Task directions | Exactly reproduce the lines from the one holding "Would you be able to indicate the bare" through the final line of the listing below, with both ends included and nothing else.

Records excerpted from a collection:

· · · · · · ·

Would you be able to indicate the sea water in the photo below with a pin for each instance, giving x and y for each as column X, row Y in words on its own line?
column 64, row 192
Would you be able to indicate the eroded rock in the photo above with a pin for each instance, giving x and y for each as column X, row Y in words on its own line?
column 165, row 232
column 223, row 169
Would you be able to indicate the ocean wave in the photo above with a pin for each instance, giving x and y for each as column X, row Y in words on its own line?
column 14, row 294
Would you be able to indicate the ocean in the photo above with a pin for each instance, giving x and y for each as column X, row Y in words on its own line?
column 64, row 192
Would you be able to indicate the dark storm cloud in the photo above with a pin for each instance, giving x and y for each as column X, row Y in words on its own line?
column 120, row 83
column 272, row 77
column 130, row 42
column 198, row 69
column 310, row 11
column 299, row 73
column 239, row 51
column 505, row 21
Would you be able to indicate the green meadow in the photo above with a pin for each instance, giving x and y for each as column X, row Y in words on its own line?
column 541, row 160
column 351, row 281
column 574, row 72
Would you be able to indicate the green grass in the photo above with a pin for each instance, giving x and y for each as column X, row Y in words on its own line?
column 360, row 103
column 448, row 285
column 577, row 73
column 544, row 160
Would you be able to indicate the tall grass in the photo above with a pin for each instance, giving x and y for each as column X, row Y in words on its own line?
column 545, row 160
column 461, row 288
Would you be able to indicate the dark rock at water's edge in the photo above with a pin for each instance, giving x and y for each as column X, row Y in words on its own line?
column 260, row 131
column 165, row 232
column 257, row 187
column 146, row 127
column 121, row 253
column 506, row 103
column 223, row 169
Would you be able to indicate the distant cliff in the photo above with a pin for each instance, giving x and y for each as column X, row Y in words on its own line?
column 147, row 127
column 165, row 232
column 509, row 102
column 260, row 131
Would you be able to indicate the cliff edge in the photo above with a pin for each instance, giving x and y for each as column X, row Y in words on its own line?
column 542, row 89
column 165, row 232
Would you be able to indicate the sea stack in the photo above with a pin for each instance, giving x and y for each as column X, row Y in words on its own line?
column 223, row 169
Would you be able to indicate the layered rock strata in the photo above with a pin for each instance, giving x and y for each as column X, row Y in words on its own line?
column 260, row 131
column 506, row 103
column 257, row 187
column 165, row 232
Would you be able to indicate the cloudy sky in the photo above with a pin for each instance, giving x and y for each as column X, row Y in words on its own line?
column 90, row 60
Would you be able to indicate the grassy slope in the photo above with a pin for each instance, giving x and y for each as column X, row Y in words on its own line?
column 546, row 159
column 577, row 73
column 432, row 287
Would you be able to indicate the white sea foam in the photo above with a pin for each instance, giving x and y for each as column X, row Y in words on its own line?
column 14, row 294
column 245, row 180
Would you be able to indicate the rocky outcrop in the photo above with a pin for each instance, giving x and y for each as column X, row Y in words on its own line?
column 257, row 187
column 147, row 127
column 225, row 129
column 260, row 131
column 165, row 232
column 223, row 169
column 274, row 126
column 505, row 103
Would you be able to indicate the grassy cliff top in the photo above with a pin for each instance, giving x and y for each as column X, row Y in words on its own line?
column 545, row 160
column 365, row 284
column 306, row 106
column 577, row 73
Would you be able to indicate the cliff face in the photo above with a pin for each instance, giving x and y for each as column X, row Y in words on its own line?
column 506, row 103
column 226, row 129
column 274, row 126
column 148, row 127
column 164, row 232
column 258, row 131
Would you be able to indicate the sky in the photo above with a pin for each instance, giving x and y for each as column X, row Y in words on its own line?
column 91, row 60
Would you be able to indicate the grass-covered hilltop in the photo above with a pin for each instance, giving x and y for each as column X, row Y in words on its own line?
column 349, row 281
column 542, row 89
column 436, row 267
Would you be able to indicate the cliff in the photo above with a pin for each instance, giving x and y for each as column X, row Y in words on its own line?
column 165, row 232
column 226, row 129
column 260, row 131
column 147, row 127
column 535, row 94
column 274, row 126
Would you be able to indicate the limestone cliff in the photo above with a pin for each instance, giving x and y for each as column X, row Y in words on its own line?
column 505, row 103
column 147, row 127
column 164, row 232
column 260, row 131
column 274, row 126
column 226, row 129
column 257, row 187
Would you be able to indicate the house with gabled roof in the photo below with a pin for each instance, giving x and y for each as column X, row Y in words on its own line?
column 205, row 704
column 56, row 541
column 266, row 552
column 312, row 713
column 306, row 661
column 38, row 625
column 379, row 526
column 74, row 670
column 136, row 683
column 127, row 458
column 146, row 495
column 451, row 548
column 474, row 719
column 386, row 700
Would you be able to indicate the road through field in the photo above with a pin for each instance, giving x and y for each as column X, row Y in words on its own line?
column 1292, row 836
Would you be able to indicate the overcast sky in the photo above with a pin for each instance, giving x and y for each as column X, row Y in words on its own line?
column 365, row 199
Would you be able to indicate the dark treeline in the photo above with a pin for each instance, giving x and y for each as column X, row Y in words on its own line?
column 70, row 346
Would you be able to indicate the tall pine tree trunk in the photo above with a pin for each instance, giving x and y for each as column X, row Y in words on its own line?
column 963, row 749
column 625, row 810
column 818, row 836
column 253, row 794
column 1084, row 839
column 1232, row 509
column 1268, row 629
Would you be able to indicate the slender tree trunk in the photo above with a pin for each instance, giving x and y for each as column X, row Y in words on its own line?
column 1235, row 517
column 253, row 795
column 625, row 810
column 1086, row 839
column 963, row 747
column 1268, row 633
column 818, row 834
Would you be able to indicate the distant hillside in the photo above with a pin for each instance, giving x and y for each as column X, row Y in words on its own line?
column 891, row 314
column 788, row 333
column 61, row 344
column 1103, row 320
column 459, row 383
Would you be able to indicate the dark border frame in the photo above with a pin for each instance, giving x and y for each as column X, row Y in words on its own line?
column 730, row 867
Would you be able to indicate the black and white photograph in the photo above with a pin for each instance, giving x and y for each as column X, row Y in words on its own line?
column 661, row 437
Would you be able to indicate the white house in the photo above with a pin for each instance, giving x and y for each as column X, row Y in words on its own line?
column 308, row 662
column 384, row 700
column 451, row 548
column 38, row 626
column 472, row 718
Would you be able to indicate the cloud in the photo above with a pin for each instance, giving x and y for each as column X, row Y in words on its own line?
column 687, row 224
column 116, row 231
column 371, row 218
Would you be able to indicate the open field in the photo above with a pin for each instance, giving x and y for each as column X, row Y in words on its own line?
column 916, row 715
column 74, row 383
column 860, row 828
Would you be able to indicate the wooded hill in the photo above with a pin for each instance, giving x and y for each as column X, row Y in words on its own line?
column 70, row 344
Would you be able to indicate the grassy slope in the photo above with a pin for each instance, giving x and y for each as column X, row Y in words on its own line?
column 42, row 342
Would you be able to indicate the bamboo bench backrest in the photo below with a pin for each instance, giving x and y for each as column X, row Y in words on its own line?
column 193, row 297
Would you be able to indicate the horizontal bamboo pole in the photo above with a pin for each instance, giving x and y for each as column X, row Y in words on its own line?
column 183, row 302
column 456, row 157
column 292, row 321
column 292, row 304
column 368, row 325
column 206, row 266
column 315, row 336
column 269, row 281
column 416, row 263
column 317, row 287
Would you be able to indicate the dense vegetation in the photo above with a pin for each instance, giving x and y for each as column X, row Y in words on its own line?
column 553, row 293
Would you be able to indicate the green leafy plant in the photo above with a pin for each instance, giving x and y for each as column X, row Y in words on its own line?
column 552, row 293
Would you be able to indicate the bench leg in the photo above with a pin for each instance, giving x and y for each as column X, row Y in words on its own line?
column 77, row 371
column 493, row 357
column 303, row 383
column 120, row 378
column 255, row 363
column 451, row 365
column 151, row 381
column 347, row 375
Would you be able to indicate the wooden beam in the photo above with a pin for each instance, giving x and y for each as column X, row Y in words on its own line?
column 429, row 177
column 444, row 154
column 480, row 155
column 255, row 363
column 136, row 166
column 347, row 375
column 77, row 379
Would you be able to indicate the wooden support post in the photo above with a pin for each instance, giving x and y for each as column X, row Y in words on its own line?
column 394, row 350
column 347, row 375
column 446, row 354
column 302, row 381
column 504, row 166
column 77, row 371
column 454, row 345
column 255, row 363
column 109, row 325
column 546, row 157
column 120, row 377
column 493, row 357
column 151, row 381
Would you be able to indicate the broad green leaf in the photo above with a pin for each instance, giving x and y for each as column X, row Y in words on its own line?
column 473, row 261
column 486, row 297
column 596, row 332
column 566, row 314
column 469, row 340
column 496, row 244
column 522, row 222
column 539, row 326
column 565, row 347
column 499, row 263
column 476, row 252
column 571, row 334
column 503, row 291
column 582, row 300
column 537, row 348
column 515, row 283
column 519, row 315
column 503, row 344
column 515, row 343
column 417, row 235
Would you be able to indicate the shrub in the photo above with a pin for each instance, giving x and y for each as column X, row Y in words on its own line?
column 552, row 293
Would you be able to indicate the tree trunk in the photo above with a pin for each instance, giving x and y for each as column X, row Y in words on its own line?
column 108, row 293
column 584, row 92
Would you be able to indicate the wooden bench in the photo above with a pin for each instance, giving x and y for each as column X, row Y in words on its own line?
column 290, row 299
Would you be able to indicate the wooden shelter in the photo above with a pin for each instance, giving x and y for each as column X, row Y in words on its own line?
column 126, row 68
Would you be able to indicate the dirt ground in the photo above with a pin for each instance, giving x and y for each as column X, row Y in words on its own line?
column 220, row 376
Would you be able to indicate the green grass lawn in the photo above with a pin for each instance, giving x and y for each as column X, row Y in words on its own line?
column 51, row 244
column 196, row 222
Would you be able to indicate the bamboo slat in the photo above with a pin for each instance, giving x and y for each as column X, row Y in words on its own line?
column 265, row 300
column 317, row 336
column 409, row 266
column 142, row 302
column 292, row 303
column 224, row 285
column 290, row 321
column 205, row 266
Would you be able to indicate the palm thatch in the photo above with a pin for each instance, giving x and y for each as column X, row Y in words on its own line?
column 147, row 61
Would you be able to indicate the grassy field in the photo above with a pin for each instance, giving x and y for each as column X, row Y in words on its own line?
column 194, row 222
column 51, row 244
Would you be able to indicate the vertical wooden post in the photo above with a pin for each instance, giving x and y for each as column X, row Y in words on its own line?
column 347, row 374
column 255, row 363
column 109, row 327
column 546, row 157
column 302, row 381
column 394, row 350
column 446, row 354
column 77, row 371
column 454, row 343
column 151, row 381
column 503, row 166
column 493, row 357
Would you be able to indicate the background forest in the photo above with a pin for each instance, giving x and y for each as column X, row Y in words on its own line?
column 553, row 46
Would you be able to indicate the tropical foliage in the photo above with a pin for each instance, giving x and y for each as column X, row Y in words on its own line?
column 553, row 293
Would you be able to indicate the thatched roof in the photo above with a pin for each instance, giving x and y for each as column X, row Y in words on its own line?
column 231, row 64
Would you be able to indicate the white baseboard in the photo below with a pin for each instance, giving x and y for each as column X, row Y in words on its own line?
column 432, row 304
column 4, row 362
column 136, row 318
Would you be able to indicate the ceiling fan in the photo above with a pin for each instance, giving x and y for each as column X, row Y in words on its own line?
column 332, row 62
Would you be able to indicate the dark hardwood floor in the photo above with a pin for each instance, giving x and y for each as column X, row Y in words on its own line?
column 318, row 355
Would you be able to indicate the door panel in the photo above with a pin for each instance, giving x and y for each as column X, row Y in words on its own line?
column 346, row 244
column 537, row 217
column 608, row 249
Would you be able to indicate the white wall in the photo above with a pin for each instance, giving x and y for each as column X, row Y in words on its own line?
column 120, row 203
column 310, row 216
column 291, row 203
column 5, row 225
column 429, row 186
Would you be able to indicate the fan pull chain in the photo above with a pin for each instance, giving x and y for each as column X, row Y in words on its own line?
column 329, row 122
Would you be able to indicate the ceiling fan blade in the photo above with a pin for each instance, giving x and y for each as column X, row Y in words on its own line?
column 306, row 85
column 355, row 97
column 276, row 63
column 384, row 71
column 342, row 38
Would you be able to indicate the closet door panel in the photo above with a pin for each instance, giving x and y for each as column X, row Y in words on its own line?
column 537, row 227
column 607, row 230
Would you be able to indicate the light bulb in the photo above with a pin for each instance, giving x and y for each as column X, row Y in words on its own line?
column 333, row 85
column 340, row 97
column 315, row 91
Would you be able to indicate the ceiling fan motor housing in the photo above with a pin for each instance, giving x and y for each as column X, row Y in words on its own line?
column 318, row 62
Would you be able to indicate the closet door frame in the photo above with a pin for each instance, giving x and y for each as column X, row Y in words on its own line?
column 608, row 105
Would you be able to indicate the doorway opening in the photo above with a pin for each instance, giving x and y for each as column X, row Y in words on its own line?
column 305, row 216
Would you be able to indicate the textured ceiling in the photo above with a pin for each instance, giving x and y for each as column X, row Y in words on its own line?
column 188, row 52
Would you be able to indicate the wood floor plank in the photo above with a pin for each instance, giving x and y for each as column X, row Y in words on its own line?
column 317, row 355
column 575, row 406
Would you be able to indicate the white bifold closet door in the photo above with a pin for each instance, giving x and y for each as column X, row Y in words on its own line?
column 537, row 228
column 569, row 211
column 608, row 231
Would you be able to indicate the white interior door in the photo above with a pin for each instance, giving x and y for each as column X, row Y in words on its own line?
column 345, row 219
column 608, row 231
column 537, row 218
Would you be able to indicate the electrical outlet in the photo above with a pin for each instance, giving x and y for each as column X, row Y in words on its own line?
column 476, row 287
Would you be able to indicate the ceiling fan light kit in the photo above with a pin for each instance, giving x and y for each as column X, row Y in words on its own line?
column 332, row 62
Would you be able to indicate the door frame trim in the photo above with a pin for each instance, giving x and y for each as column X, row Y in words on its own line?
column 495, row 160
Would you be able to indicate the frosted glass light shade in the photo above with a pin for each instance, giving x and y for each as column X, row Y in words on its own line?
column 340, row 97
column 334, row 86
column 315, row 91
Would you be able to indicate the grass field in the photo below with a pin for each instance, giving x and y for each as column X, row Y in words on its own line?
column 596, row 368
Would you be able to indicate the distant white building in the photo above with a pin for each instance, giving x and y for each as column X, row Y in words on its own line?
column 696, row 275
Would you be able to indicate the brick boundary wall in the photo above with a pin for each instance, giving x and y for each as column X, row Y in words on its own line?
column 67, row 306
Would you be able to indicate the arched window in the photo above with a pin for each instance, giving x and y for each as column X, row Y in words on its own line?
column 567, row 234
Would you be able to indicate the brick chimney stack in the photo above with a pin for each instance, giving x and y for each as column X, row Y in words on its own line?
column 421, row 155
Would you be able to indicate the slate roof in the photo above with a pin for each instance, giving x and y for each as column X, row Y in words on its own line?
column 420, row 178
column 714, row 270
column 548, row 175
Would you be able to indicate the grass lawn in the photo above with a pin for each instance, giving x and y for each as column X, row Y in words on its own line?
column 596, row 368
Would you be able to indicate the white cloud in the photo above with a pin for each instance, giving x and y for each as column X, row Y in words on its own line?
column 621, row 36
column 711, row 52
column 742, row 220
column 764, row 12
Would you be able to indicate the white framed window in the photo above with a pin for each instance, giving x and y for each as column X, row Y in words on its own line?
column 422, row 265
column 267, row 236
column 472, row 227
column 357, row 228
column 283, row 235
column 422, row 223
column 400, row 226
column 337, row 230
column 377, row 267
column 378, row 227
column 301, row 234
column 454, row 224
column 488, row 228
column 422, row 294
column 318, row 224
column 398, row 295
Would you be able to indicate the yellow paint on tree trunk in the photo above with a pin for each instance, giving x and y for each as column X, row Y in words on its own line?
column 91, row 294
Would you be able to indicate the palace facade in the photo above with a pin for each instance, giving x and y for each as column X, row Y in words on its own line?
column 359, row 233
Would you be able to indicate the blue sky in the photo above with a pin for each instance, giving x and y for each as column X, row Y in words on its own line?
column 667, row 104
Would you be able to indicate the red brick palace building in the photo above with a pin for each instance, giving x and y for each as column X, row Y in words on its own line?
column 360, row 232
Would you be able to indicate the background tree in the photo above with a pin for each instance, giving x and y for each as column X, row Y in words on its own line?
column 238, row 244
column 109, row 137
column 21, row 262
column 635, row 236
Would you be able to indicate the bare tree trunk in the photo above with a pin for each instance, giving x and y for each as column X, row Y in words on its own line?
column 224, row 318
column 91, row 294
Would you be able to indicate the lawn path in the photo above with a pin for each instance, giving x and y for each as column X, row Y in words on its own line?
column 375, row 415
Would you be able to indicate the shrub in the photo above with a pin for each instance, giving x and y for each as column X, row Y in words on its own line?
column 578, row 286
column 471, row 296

· · · · · · ·

Task output |
Would you be able to indicate the bare tree trunk in the photo above with a pin for each instance, giving x and y for each as column X, row Y in words on its own line?
column 224, row 318
column 91, row 294
Would you be able to indicate the lawn path in the photo above with a pin for each instance, giving x and y for each as column X, row Y in words on its own line?
column 375, row 415
Would you be able to indicate the shrub in the photo above with a pin for each instance, giving x and y for each as column X, row Y in words on its own line?
column 578, row 286
column 471, row 296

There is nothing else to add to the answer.